● **GIVEN RECORDS**:
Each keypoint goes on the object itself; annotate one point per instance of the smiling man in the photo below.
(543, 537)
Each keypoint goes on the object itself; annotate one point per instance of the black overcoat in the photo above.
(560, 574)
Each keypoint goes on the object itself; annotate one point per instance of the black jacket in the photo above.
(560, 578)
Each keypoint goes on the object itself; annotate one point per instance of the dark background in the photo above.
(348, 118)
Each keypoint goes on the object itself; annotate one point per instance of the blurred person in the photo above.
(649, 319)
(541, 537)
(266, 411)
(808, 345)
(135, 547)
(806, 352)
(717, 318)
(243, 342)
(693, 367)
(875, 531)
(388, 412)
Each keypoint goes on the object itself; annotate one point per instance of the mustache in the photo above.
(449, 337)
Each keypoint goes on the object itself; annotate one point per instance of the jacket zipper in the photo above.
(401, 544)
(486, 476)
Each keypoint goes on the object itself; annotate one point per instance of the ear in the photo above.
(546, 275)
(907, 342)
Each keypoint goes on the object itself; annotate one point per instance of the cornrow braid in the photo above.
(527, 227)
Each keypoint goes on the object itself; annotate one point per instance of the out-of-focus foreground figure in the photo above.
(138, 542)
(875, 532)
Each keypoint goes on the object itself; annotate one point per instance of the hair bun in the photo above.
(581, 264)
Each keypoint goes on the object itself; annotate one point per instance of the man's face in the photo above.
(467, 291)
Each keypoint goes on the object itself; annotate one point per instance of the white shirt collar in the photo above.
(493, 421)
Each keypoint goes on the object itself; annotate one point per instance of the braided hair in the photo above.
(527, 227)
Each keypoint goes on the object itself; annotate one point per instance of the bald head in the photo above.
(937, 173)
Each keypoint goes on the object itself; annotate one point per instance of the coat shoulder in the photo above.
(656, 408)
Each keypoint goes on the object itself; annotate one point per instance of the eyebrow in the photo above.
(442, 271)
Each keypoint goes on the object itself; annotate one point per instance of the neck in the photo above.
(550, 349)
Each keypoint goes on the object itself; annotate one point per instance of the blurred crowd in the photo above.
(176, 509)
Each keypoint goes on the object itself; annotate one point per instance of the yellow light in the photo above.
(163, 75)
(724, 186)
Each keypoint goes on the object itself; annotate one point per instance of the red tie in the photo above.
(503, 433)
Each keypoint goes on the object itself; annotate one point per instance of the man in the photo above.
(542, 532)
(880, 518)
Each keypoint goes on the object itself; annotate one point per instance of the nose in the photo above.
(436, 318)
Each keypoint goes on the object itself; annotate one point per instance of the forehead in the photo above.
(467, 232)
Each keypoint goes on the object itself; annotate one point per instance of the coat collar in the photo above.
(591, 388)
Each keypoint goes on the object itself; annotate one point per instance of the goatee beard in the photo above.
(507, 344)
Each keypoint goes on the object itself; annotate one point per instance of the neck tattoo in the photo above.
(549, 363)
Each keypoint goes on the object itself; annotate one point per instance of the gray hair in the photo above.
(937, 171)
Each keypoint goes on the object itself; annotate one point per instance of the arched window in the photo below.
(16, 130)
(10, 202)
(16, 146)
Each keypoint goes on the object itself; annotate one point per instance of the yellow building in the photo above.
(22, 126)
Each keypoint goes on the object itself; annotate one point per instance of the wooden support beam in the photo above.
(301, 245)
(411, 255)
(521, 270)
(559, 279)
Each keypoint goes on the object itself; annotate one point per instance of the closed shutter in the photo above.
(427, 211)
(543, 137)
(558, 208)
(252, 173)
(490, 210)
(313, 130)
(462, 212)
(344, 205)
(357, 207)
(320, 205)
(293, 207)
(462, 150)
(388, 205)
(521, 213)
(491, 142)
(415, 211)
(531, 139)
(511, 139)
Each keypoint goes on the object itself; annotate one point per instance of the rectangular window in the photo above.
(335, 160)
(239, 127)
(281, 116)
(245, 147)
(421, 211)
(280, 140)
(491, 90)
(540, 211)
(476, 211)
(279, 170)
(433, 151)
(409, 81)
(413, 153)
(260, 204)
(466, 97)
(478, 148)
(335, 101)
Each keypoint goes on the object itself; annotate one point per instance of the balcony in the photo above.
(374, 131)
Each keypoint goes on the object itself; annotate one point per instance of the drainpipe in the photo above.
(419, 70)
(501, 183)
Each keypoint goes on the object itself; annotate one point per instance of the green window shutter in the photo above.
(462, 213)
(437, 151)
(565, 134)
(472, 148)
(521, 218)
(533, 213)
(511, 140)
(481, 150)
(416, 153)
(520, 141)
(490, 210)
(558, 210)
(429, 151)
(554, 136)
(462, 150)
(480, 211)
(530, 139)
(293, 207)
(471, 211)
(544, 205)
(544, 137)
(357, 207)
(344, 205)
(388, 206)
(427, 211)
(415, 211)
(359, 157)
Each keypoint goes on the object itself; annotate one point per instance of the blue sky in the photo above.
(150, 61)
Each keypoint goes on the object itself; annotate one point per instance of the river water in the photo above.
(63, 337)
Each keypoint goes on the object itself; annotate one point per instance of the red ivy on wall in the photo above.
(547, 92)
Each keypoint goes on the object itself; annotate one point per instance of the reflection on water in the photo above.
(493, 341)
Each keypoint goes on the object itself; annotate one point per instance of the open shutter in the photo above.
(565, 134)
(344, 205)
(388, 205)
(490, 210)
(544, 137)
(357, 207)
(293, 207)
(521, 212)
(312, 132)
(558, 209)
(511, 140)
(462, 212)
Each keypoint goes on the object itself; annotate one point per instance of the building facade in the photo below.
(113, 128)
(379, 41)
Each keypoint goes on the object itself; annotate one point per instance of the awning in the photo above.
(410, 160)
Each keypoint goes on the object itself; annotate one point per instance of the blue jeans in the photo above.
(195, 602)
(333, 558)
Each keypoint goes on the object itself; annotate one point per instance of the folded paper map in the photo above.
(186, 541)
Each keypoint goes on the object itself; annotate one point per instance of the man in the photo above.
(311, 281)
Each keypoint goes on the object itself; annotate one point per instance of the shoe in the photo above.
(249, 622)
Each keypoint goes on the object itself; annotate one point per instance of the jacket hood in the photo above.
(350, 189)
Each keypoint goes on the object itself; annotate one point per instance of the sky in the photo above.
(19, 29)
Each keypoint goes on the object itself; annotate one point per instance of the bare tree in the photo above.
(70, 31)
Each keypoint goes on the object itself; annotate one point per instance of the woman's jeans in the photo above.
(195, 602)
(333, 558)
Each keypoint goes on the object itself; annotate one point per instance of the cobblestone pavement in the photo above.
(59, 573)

● **EXERCISE REQUIREMENTS**: Only the lines from the one containing "map in the photo above." through the end of the material should be reproduced, exactly, with both ends included.

● **FINAL RESULT**:
Each keypoint goes on the object itself; annotate one point per instance of the folded paper map in the photo above.
(186, 541)
Each keypoint goes on the object itself; annotate one point per instance of the man in the photo above.
(311, 281)
Each keypoint goes on the object itself; annotate one point per instance of the shoe in the photo above.
(249, 622)
Each keypoint goes on the object itself; annotate one point per instance of the jacket hood in the photo above.
(350, 189)
Each keypoint goes on the object itself; annotate one point per instance of the sky in the photo above.
(19, 29)
Each keypoint goes on the object itself; annotate one point per instance of the bare tree in the photo above.
(70, 31)
Each keypoint goes on the object itself; annotate one point per instance of the woman's jeans in the photo above.
(195, 602)
(333, 558)
Each keypoint goes on the object itself; annotate one point per instance of the cobblestone pavement in the photo above.
(59, 573)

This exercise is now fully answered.